:: Activity ::
Excluding pictures, retype the line with "the dark brown" and each line that follows it to the end of the data below, word for word.

Segment Start: Available data

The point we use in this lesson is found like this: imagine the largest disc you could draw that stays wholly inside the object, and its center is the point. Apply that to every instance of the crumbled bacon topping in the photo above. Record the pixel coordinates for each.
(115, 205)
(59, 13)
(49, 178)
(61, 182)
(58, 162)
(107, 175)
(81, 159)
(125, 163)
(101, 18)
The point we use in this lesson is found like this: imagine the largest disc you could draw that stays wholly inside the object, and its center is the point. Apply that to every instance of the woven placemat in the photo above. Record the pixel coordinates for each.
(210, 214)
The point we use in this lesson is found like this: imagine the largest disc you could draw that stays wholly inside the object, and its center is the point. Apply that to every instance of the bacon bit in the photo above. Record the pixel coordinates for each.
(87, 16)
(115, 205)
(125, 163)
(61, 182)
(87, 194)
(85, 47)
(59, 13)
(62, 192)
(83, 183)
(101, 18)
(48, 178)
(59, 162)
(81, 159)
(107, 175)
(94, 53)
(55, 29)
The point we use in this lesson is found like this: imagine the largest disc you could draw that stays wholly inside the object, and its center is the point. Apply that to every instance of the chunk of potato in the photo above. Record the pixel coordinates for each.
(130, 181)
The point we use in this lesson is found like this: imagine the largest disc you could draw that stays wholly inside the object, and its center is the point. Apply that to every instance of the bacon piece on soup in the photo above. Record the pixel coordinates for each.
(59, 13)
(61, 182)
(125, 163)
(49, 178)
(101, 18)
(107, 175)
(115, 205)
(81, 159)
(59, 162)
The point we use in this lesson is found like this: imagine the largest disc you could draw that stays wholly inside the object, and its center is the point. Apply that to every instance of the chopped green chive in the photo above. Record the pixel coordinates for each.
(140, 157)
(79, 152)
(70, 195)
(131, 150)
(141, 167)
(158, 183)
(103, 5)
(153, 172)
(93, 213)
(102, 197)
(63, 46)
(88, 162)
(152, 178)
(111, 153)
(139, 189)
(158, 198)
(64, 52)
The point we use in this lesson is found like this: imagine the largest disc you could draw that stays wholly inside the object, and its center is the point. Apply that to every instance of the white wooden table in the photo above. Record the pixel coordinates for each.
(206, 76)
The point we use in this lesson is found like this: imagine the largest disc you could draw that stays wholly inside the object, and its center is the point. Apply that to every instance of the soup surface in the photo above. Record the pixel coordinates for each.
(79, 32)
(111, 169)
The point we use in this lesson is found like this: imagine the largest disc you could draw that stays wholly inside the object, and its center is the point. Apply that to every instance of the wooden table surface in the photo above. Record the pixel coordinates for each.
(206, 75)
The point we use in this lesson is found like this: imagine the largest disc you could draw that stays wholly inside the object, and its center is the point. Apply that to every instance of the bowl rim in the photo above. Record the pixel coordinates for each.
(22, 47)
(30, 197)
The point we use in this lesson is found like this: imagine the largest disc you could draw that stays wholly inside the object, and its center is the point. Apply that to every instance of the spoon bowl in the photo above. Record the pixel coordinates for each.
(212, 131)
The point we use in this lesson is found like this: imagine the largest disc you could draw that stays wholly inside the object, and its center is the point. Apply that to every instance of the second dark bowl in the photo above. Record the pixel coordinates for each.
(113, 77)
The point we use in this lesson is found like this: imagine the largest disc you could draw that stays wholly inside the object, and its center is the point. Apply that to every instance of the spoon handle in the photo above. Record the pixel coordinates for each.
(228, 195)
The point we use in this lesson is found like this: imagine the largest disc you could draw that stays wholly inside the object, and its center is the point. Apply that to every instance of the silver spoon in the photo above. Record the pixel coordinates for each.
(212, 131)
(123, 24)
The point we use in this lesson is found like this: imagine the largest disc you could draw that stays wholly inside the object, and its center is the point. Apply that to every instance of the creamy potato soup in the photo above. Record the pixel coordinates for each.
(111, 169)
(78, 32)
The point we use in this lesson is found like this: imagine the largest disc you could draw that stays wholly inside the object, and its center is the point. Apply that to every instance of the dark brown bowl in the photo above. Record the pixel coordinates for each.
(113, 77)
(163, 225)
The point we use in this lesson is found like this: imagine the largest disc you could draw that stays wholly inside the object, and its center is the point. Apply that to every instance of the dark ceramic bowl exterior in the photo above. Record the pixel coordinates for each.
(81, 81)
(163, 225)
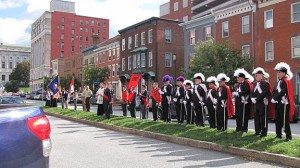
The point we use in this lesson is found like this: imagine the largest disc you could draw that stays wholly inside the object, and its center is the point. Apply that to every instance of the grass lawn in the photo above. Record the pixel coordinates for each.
(227, 139)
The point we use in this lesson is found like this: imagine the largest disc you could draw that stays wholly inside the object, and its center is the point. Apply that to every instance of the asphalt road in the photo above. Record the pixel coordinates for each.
(81, 146)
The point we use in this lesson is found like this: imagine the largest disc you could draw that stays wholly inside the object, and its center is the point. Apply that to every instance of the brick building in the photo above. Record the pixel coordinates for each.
(153, 47)
(176, 10)
(58, 34)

Segment End: Available data

:: Exercise solution ::
The point we use in this lesson is found like this: imagine the largest disc you could draw that stays wholly inside the object, and its center is the point. Apply that to every instance of the dark brown bowl in the photo above. Record the pixel coordinates for each.
(113, 77)
(163, 225)
The point we use in this lesson is found like this: imagine the largest disc you could draw that stays wholly inside the object, and its center is the point. Apply that to every instance of the dark ceramic bowl exterior in the photo above. Record the pixel coordinates for each.
(81, 81)
(163, 225)
The point we use in this lesson is found like this: imagine the largest disc you could draw that stays wholly inside the object, and its center is the point. Apply that to every instance of the grass lawn in the photo above. Record the pixel coordinates for each.
(227, 139)
The point we use in this lesson is found like this: imagine the largest disc you could draw that stays wholly inside the object, and its center is the point. Apply that to every instance of the asphalt road in the photo above. Record the pixel coordinates for each.
(81, 146)
The point we use in this lesson is found like this: imagine the largest disc you could draw that stays wholly inside the object, and its center is the point. Apply that to every instance of the brick building in the photo above. Record the pixel coordinates for each.
(153, 47)
(176, 10)
(58, 34)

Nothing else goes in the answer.